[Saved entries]
━━━━━━━━━━━━━━━━
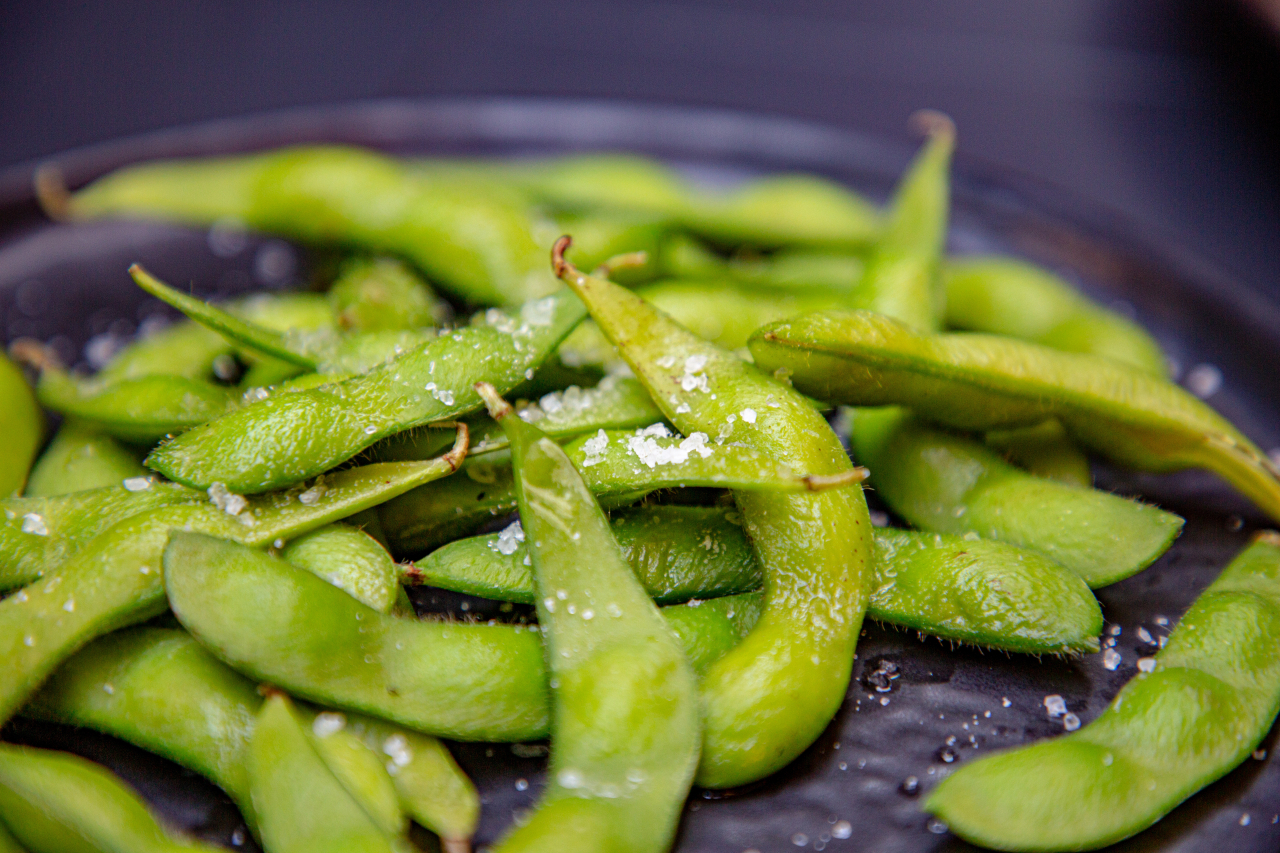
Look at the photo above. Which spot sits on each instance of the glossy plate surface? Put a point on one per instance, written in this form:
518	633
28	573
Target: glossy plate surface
860	785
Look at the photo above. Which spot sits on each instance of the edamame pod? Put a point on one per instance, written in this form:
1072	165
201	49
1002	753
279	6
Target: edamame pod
460	680
952	484
302	806
55	802
142	410
159	689
470	238
1020	300
1211	696
720	311
901	278
22	425
383	293
81	457
291	437
351	560
772	696
617	466
117	579
7	842
982	382
39	534
626	728
974	591
283	625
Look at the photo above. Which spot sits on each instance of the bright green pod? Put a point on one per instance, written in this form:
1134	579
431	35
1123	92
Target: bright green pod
978	382
115	580
952	484
618	466
1045	450
615	402
21	423
8	844
181	349
383	293
901	278
1011	297
286	626
717	310
772	696
81	457
54	802
677	552
302	806
141	410
287	438
351	560
158	689
973	591
283	625
785	210
37	534
1198	710
625	711
471	240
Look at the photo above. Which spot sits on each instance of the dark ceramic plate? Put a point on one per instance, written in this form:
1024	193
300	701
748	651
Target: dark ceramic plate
860	785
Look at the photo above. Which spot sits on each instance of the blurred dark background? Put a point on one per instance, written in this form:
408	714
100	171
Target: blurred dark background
1165	110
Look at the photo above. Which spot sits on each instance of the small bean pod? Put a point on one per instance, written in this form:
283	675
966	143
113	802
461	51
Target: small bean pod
55	802
626	729
982	382
952	484
1210	698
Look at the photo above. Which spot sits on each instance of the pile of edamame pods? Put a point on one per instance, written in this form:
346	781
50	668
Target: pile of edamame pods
209	559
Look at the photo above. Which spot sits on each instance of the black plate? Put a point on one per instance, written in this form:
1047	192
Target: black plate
851	790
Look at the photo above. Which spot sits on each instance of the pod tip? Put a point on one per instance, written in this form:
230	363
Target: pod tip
933	123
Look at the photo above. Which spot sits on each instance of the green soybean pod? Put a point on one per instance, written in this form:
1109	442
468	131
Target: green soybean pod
383	293
472	240
1210	698
117	579
982	382
81	457
772	696
55	802
901	278
351	560
158	689
954	484
142	410
460	680
22	425
677	552
625	716
617	465
784	210
7	842
1013	297
302	806
40	533
973	591
287	438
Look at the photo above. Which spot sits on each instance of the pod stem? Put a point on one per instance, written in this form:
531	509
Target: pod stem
493	401
51	192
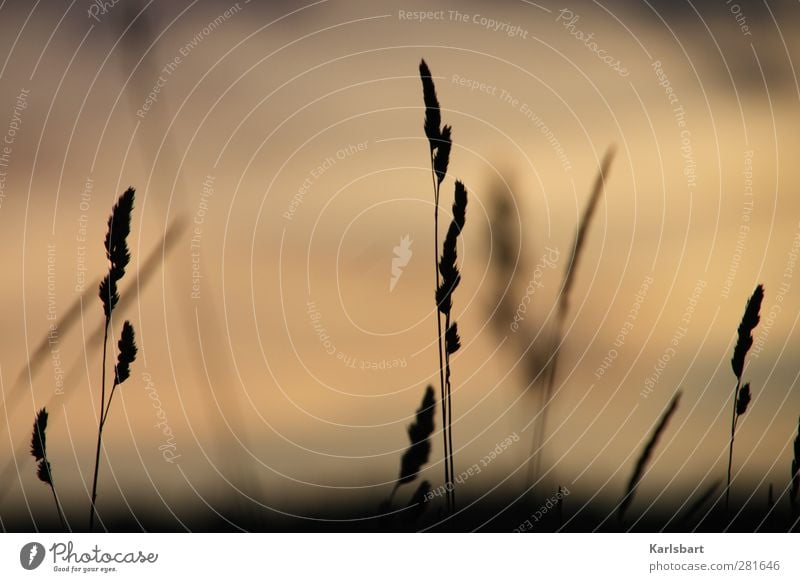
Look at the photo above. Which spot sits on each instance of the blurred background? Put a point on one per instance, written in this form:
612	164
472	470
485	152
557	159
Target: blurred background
279	160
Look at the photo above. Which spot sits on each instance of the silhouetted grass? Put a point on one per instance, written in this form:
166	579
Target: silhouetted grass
647	452
447	274
741	394
119	227
39	452
540	435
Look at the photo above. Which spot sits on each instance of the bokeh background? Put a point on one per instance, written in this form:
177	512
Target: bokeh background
278	158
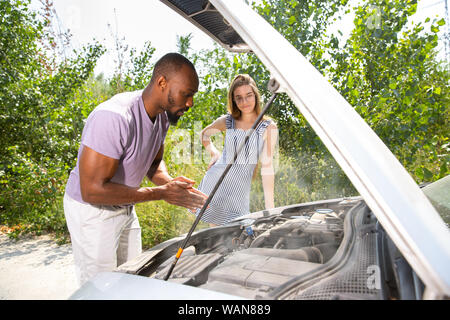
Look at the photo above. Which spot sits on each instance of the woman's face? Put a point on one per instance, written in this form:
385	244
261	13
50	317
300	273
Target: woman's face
245	98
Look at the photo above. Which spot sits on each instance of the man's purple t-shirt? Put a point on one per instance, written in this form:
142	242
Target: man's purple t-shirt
120	128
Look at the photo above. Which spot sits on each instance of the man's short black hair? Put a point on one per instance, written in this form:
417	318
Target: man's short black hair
168	64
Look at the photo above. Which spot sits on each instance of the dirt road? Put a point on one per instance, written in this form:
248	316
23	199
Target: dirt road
35	268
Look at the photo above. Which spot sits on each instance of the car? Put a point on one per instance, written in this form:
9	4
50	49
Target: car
391	242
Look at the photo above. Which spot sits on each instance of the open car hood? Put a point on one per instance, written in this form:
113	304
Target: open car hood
401	207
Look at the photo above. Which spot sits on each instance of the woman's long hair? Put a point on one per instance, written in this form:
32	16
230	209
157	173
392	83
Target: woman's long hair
242	80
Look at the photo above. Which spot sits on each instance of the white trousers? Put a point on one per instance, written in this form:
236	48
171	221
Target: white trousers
103	237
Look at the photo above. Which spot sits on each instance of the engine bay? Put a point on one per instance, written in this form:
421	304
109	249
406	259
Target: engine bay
251	257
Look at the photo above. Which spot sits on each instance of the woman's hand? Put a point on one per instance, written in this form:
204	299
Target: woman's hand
215	155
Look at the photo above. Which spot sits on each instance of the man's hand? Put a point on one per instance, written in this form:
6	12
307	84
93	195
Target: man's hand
180	192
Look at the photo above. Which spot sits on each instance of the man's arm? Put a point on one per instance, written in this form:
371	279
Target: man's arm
97	170
158	173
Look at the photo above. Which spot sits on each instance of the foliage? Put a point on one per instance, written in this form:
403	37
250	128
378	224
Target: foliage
390	74
39	116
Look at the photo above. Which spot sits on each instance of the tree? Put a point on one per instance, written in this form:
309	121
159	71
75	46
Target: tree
38	116
390	74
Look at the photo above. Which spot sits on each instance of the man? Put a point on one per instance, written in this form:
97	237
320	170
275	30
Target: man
122	142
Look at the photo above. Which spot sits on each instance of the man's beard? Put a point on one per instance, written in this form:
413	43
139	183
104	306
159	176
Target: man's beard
173	118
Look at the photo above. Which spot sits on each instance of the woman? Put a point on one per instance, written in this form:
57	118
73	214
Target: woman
232	198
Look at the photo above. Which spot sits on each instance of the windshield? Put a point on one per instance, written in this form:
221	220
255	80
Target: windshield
439	194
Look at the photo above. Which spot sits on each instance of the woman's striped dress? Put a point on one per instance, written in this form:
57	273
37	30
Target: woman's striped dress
232	198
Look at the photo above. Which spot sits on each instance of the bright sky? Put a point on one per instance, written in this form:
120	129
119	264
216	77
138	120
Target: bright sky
151	20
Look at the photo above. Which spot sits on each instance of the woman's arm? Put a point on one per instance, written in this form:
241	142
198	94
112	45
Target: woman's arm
267	171
218	125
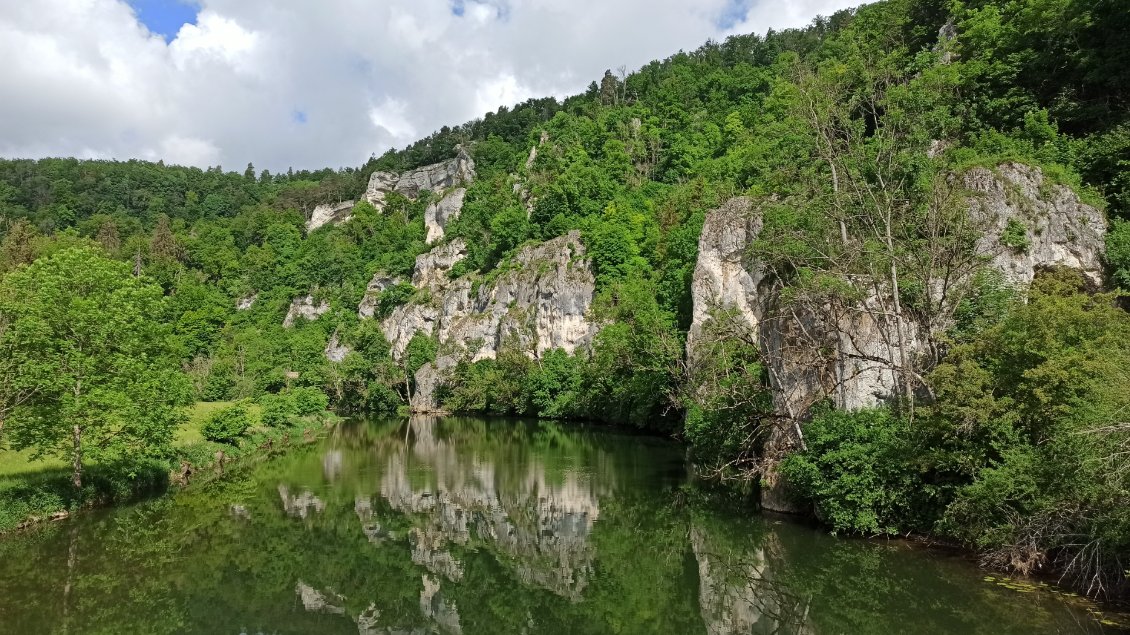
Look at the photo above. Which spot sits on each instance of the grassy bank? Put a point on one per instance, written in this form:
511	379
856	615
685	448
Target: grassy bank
34	490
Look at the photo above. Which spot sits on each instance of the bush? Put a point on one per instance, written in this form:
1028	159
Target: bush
276	409
309	401
854	471
227	425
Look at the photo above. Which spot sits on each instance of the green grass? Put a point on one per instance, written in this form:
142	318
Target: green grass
17	464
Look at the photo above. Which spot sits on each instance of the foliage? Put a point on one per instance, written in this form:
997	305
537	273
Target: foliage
227	425
854	469
92	333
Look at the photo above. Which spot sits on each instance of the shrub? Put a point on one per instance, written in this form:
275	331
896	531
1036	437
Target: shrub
854	471
227	425
309	401
276	409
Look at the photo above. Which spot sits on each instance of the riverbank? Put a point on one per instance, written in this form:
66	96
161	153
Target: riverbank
34	492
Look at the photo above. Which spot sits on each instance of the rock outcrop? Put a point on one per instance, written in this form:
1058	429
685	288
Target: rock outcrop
439	214
305	307
376	286
445	180
853	353
330	214
335	349
536	303
1059	228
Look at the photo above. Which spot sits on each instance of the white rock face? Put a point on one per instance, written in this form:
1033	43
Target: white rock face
380	184
432	267
446	180
439	214
850	354
377	285
724	275
439	176
1061	231
336	350
330	212
539	304
305	307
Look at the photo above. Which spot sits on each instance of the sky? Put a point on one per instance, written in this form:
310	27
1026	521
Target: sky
319	84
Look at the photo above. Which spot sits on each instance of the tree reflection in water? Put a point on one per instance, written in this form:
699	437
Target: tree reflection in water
467	525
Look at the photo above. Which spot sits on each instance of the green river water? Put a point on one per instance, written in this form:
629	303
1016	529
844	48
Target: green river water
464	525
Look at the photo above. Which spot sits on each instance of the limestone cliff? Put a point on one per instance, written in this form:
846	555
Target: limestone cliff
852	353
330	214
304	307
536	303
445	180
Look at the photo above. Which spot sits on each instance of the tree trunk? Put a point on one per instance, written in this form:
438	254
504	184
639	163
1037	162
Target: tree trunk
78	458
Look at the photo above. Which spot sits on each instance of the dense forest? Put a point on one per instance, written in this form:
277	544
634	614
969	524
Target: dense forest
122	281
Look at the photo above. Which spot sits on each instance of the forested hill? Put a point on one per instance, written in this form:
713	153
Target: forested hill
854	144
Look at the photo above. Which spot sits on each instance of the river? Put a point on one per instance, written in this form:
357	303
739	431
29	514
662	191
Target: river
464	525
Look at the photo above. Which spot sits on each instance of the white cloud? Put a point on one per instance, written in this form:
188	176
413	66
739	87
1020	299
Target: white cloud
292	83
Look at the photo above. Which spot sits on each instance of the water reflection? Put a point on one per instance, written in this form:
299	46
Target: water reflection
464	527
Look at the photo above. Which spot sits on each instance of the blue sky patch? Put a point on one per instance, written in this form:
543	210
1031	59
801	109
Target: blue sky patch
733	12
165	17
━━━━━━━━━━━━━━━━
* **EXERCISE**
Copy exactly, and only, the lines from the one containing "of the limestone" through the last line of the listing.

* **RESULT OF THE TASK**
Look at the photo above. Which spot sits on each instance of the limestone cliff? Put a point on one per instance, written in this form:
846	555
Target: limestone cliff
852	353
330	214
304	307
536	303
445	180
Look at the photo above. Which spot sits on each instance of the tree trunk? Put a point on one per instance, written in this form:
438	254
504	184
639	163
1037	162
Target: tree trunk
78	458
Look at the photo above. Which spot sits on each instance of the dense forest? Put a point on one per instance, written in this form:
277	544
634	614
969	524
Target: dense forest
122	281
Look at the photo above. Which spot sits on each instance of the forested hill? Put a point on one per instance, written in this form:
713	153
Target: forested hill
854	144
Look at the photo above. Which spot sits on each instance of the river? Put a point on one per instance, written in this form:
357	303
739	431
29	514
662	191
Target: river
464	525
Look at the photo above. Which spot sits on each instance of the white cloud? Put a point on one per instance, written in this form:
188	176
413	66
739	87
1020	299
Target: white cloud
292	83
Look at the photo above. Which spot sits on each instance of the water reflection? Put a point on one per instance, written in this form:
299	46
Target: water reflection
464	527
Look at the photo above. Which spot sits on each instance of the blue sky patch? Put a point on one per instance, written in this form:
543	210
1031	59
801	109
Target: blue sky patch
733	12
165	17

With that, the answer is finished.